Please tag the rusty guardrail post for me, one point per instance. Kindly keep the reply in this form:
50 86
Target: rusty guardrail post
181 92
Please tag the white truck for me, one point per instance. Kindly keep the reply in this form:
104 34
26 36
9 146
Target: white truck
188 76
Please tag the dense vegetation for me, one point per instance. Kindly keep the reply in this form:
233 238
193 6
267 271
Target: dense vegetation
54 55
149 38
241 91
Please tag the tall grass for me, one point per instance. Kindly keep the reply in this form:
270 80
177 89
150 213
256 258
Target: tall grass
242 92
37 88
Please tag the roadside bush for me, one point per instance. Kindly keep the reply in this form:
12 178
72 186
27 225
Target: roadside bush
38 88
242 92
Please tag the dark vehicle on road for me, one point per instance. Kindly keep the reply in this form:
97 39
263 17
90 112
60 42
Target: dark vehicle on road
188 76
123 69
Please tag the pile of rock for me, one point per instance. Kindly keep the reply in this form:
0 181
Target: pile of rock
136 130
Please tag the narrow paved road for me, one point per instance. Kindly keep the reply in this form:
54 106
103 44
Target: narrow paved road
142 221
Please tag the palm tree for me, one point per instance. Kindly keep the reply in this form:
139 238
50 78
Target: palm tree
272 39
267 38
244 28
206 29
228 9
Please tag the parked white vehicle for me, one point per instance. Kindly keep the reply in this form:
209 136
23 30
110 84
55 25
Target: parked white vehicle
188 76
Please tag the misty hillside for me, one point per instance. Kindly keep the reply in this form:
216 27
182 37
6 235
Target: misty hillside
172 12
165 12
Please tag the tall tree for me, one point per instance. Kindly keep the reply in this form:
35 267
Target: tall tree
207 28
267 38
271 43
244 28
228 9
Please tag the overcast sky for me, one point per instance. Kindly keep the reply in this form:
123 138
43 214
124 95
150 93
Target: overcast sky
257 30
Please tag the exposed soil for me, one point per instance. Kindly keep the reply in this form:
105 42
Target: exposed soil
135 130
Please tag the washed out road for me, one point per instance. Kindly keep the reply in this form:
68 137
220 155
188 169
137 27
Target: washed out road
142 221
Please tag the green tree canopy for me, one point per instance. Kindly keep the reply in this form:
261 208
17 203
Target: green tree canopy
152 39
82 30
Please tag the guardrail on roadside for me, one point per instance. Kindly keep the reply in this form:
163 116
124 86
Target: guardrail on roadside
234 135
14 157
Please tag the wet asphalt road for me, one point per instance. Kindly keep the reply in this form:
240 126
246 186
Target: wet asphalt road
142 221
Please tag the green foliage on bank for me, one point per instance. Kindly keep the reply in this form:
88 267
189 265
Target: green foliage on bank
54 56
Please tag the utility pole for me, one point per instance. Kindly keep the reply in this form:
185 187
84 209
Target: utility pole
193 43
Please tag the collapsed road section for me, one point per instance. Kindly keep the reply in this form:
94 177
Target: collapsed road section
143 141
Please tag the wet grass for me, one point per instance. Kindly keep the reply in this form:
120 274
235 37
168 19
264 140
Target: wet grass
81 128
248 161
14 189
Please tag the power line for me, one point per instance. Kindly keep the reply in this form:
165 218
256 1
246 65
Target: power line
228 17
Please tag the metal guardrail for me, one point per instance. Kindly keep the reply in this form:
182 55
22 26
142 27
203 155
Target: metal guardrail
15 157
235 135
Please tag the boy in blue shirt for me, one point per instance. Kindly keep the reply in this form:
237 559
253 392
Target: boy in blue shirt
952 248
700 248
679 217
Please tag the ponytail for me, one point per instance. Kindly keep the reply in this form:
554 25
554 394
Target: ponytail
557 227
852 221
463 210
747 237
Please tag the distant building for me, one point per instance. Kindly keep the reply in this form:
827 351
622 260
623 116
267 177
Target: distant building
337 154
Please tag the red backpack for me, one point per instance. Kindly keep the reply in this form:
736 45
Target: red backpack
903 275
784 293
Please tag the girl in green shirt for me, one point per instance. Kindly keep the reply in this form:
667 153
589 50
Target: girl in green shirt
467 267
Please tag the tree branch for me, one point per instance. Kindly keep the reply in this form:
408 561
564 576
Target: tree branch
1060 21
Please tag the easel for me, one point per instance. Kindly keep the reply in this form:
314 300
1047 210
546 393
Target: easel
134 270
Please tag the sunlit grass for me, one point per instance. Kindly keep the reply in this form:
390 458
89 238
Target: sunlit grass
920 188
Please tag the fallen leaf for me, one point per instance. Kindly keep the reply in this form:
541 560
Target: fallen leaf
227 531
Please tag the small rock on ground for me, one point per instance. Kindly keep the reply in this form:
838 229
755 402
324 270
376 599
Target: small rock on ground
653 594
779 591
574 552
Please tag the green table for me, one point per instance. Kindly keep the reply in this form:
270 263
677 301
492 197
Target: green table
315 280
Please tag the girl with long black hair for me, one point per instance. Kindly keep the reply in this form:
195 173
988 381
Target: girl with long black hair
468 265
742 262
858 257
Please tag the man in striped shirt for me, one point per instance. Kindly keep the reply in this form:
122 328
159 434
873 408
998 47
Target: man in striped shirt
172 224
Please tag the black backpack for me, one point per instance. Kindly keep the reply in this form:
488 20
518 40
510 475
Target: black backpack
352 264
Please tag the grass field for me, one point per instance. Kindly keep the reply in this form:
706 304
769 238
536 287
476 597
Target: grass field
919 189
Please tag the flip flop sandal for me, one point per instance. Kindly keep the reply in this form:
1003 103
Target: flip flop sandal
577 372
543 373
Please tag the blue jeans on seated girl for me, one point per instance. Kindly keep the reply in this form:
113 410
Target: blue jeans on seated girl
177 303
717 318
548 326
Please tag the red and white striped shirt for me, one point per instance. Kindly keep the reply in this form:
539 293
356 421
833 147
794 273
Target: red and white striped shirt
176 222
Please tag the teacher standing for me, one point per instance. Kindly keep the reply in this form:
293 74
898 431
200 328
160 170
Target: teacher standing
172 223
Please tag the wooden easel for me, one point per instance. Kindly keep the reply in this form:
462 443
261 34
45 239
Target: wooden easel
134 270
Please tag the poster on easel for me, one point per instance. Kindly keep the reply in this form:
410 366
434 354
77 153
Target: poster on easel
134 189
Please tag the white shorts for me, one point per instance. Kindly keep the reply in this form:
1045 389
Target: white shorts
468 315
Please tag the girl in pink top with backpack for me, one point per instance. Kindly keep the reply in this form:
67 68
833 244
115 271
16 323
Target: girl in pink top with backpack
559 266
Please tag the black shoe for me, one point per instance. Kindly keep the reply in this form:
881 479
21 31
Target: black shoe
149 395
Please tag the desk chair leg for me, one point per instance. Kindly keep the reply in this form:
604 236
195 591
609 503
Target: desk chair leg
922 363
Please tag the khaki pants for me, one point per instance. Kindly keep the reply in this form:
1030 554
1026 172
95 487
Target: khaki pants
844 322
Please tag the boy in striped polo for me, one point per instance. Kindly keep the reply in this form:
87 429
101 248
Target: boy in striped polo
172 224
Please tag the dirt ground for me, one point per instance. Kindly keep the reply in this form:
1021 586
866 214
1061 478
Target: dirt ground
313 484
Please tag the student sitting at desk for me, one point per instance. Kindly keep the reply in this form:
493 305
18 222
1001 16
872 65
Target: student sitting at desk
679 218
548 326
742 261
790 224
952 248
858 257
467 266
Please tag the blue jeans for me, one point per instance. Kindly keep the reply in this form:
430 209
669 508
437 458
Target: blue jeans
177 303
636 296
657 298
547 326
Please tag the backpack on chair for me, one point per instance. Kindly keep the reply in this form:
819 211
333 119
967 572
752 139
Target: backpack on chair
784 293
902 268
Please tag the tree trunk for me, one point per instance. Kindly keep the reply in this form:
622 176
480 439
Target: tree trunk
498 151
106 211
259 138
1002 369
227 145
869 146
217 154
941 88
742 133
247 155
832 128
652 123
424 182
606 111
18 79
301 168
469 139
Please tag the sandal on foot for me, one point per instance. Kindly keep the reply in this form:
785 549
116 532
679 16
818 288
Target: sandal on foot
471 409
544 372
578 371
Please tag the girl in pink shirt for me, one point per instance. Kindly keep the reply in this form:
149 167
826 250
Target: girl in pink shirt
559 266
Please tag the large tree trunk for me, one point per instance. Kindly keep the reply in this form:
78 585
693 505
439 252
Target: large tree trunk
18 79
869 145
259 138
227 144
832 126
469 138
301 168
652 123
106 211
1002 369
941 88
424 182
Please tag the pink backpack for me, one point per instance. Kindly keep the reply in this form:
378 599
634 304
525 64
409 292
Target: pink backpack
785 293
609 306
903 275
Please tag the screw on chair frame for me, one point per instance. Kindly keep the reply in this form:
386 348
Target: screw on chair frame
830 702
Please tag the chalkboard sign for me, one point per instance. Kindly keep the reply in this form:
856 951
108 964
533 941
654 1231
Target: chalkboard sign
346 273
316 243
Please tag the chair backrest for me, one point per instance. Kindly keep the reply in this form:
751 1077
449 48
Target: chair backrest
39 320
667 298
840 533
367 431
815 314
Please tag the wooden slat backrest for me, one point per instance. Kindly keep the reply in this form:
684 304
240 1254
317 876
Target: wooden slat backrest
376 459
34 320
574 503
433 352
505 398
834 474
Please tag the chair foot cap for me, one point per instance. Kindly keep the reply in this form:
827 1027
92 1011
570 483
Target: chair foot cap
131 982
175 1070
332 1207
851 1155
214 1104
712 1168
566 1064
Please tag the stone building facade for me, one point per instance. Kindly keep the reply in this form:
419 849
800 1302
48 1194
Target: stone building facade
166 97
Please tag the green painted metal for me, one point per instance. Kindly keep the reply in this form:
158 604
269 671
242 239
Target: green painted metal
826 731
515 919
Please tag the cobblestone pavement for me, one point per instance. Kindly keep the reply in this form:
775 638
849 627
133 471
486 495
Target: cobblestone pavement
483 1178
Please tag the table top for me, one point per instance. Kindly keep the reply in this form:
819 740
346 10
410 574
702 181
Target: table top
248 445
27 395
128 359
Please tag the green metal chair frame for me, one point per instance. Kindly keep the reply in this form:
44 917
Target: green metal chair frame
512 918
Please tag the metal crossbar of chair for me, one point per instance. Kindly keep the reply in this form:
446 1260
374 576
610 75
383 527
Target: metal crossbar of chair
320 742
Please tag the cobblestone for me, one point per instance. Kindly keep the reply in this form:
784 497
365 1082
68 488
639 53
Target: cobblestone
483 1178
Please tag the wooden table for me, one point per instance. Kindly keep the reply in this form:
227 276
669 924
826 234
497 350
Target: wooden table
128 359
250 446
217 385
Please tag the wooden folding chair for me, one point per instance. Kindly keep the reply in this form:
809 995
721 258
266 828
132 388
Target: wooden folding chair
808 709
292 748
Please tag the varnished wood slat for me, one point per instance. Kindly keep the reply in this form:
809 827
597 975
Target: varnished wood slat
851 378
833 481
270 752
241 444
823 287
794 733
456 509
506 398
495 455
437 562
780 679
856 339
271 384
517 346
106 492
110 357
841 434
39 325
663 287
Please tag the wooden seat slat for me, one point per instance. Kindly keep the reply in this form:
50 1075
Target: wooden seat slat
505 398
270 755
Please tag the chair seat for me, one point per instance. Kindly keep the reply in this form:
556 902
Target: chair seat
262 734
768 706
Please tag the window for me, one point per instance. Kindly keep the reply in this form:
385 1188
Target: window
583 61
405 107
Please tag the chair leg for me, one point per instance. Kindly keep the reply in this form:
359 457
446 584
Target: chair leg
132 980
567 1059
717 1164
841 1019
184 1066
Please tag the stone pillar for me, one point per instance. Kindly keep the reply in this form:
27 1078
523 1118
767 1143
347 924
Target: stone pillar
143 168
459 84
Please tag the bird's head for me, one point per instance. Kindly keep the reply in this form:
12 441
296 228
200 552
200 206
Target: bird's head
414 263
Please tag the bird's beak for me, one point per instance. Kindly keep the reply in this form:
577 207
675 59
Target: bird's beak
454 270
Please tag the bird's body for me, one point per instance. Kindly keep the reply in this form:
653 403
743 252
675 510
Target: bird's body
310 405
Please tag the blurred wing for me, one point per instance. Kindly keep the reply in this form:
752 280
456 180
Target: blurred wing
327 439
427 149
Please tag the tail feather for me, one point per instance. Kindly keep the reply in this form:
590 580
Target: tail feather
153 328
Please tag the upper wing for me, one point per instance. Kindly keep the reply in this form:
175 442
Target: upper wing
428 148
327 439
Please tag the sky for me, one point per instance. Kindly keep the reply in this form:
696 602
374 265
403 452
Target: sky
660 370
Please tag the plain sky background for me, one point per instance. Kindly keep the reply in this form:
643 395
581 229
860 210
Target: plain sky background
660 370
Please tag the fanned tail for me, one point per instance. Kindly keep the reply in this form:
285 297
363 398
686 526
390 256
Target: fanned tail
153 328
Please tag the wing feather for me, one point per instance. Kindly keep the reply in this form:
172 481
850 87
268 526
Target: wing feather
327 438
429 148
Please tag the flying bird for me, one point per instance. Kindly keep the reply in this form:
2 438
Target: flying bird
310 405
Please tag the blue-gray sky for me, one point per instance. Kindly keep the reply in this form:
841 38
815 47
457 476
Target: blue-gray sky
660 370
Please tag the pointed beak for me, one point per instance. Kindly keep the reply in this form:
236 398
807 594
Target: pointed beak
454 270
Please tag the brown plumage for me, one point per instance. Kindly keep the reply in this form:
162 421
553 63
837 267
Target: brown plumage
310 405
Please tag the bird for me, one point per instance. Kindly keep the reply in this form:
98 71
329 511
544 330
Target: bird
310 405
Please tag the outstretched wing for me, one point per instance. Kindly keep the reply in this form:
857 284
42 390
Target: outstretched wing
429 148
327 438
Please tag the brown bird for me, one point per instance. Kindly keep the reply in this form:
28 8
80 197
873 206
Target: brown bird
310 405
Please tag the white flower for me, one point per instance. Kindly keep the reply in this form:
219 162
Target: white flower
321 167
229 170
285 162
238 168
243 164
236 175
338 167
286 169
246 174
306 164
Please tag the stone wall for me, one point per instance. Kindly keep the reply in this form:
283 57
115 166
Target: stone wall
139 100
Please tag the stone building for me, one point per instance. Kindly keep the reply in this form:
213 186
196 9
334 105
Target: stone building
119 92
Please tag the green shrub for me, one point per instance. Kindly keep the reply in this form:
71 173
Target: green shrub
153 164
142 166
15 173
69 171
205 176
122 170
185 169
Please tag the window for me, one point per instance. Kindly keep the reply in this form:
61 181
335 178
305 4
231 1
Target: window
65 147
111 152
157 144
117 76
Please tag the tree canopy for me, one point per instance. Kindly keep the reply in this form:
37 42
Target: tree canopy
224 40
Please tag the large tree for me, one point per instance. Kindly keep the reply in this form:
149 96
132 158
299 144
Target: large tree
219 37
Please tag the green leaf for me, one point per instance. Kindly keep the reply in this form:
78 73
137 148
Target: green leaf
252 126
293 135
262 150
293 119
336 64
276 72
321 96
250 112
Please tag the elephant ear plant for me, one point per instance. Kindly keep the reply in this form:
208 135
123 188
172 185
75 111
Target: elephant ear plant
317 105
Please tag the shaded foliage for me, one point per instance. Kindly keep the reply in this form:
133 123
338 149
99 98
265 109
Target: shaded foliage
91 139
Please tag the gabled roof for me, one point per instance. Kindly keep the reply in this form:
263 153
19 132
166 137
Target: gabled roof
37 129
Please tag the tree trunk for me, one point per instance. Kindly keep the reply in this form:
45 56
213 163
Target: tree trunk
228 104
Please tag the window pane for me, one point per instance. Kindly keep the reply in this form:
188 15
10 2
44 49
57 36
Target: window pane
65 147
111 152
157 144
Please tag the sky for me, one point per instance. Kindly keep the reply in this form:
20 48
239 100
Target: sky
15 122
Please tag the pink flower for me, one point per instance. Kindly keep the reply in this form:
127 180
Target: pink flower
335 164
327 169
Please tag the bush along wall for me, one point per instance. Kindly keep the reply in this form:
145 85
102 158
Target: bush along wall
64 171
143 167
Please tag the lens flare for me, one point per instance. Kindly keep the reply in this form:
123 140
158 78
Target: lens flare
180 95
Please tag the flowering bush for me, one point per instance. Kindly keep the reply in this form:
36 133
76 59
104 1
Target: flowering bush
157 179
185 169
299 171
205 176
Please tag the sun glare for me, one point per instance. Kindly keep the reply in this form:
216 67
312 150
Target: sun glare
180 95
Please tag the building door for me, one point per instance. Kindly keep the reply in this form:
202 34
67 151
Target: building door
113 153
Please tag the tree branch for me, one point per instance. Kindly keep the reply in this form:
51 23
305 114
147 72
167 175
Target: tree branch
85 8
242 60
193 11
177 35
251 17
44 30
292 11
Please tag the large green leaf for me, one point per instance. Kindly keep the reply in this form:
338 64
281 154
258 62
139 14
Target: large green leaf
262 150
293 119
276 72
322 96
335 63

++++++

Starting at the line that contains "Please tag the sun glare", output each remaining line of the listing, the last line included, exactly as it appears.

▶ [WRITTEN SOLUTION]
Please tag the sun glare for me, one point per instance. Kindly keep the reply in this form:
216 67
312 150
Target: sun glare
180 95
Please tag the building door for me, one point per instance. Kindly keep the reply in this form:
202 34
67 151
Target: building door
113 153
Please tag the tree branch for me, one point per instance. Kindly keep the reply in this form:
51 23
305 114
147 72
167 175
Target: tree branch
85 8
242 60
193 11
177 35
251 17
44 30
292 11
Please tag the large green leaf for me, one point per instance. Kindly keep the reply in this form:
338 64
281 154
258 62
139 14
Target: large green leaf
262 150
293 119
276 72
322 96
335 63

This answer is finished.